* **Instructions to follow**: Set down, without alteration, the lines from the one that contains "Where can the dark sunglasses" through the final line of the material below.

────

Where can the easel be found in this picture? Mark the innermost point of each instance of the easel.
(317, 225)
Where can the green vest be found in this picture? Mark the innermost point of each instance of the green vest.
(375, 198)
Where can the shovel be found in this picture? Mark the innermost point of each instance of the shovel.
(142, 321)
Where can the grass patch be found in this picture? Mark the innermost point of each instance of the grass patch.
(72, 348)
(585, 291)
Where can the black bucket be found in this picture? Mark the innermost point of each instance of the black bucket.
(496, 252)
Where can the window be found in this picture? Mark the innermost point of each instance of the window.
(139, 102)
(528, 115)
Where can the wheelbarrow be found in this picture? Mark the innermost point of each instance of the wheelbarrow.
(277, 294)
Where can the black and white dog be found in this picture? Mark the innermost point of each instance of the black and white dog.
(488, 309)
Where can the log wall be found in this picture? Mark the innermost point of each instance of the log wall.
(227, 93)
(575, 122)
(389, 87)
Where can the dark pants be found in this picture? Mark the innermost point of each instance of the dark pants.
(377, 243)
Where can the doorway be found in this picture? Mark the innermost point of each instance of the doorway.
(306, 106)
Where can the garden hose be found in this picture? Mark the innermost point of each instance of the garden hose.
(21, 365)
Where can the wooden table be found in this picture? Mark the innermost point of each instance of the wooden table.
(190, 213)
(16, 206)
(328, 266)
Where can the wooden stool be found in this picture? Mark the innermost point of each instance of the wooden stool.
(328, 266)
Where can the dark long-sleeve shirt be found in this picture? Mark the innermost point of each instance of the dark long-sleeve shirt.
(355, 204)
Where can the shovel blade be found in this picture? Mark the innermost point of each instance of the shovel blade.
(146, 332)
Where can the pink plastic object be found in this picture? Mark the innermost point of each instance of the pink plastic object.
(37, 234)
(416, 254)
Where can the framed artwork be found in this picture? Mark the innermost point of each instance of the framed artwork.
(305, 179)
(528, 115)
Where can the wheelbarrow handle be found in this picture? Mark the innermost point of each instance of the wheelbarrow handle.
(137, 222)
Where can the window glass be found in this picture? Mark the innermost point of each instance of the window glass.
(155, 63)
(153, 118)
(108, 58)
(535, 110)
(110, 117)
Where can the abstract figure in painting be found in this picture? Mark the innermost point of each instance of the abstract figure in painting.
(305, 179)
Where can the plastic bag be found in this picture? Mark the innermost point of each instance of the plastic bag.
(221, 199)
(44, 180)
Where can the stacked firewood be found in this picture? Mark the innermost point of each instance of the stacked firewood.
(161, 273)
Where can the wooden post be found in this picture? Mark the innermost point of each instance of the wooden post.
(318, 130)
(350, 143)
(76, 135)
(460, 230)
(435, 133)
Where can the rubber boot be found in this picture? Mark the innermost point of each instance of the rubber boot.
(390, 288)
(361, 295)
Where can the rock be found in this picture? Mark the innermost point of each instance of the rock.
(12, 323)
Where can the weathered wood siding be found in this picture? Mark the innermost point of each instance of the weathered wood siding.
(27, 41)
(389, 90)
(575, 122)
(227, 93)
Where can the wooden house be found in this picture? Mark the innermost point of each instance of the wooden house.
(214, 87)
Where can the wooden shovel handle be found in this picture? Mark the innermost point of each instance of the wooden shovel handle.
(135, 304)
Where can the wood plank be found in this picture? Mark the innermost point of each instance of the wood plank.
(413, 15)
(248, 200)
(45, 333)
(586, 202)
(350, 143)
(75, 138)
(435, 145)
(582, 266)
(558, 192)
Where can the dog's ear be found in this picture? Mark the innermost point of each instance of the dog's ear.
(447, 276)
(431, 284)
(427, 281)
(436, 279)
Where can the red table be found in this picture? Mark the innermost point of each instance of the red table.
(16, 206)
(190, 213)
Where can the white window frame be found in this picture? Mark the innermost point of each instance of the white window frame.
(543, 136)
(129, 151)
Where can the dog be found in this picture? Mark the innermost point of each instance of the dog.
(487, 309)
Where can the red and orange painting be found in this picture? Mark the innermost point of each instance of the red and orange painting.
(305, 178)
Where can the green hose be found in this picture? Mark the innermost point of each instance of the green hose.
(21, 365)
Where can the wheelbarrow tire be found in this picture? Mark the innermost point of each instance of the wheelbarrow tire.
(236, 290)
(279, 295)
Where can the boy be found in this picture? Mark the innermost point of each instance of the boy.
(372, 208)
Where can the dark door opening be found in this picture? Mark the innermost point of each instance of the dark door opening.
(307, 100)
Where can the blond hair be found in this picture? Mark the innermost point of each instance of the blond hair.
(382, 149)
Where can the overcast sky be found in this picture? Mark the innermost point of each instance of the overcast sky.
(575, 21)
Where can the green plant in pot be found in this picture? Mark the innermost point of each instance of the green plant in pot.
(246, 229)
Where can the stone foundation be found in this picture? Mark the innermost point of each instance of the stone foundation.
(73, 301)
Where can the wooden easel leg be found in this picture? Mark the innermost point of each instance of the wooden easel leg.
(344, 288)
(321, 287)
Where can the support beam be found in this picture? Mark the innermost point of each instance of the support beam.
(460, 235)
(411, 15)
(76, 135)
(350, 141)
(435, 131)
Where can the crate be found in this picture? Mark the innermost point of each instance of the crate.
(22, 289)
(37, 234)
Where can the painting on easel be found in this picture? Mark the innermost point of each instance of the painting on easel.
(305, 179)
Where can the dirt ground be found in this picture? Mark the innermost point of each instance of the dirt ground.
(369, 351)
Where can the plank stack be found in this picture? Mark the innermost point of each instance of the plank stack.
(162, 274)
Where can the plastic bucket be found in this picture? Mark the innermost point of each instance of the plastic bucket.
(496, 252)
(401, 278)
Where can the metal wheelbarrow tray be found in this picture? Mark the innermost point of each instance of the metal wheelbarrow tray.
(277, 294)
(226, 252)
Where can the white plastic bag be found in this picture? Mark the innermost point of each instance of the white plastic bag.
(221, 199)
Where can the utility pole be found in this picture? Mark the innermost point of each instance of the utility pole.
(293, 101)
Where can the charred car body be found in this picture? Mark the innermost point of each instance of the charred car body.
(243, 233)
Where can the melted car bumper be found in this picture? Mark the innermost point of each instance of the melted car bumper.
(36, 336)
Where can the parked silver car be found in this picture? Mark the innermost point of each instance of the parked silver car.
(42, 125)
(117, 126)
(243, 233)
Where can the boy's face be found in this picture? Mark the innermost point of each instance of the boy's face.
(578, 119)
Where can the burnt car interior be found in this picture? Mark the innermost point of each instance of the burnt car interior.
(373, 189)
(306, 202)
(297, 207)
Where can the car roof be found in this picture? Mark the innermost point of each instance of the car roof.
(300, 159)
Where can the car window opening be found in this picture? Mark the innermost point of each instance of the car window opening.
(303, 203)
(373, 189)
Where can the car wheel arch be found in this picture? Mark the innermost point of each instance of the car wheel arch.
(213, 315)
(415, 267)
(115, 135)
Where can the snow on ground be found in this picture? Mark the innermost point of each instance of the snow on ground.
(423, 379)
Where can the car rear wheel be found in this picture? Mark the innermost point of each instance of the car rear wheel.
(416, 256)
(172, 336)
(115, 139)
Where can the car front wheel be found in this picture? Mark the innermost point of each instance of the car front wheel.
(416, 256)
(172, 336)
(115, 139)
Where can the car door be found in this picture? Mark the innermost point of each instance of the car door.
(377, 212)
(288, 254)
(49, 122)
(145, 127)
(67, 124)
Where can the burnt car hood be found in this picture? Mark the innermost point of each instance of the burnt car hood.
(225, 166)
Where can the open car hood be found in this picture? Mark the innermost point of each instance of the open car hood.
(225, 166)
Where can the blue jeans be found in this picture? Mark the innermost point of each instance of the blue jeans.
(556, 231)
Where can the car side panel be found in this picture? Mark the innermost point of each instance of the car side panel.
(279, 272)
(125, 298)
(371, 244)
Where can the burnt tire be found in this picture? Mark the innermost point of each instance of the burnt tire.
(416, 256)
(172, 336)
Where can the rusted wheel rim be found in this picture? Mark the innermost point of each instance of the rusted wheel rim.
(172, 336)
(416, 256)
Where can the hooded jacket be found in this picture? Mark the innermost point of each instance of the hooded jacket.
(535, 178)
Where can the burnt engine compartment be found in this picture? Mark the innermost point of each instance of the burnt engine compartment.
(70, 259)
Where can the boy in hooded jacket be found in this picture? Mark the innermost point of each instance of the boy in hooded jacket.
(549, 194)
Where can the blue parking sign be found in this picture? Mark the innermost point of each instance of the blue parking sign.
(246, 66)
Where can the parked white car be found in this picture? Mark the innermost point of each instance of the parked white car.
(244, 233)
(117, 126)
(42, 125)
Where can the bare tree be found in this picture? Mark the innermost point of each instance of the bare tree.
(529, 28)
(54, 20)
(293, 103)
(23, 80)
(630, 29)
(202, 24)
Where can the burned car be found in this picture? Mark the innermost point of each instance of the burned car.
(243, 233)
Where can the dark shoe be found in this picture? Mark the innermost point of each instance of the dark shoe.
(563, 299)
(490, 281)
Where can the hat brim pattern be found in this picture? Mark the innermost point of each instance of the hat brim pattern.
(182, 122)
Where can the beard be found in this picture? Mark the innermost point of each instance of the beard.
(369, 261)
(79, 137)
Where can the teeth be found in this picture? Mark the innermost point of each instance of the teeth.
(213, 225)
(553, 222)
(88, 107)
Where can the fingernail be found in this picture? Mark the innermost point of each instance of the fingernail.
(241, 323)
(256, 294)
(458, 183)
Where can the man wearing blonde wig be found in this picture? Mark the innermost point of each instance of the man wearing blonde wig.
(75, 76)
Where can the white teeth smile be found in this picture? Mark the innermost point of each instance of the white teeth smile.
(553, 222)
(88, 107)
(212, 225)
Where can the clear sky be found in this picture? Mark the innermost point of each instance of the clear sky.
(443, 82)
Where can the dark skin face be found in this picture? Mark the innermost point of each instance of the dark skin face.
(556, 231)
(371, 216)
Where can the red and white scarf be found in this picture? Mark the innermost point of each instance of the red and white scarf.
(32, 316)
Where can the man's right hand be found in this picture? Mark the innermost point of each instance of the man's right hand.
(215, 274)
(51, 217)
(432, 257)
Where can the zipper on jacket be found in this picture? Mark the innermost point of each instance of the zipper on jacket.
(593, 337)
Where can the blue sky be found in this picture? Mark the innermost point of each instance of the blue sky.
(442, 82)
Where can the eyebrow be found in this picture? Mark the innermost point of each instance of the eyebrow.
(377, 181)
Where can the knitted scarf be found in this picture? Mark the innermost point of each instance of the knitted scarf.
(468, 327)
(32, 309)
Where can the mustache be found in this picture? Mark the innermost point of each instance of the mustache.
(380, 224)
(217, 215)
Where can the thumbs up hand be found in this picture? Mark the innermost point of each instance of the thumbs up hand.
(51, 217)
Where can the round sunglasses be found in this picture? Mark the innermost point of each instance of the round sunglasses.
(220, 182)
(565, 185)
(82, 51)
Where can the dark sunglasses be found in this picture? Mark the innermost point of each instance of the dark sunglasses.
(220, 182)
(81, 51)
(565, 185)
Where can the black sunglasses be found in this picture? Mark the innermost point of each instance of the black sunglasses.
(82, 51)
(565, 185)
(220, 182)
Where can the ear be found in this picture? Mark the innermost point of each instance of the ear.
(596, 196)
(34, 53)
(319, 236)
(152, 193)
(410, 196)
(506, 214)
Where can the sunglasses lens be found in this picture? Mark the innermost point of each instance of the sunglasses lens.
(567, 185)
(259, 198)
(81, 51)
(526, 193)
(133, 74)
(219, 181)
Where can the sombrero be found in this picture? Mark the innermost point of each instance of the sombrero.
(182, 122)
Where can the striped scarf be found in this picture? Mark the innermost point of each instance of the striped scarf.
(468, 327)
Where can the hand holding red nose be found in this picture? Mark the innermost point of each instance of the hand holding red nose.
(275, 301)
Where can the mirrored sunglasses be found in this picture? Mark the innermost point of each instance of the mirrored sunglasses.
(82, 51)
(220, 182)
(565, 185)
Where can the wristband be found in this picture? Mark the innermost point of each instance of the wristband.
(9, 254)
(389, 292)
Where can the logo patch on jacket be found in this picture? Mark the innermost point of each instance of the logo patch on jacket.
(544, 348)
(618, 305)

────

* **Task answer**:
Where can the dark sunglasses be found in this picture? Mark the innermost point of each instance of the dark sunglasses.
(220, 182)
(81, 51)
(565, 185)
Where can the black sunglasses be found in this picture? Mark the innermost point of each instance of the black sunglasses.
(82, 51)
(565, 185)
(220, 182)
Where can the ear be found in this picture? Mark the innermost point of each instance of the ear.
(596, 196)
(34, 53)
(319, 236)
(152, 193)
(410, 196)
(506, 214)
Where can the sunglasses lens be found in this picture? Mark the innermost point of each instance of the sunglasses lens.
(567, 185)
(259, 198)
(81, 51)
(526, 193)
(133, 74)
(219, 181)
Where can the sombrero be found in this picture? Mark the innermost point of each instance of the sombrero.
(182, 122)
Where can the striped scarf be found in this picture? Mark the innermost point of each instance of the striped scarf.
(468, 327)
Where can the hand holding red nose be found in this picture? Mark the innermost point of each instance of the hand holding red nose.
(275, 301)
Where can the mirrored sunglasses be found in this picture? Mark the innermost point of each instance of the mirrored sunglasses.
(82, 51)
(220, 182)
(565, 185)
Where can the wristband be found in this picture? Mark the innermost point of each instance of the wristband.
(9, 254)
(389, 292)
Where can the logo patch on jacket be found in this picture? Mark the innermost point of each instance of the logo patch on jacket.
(544, 348)
(618, 305)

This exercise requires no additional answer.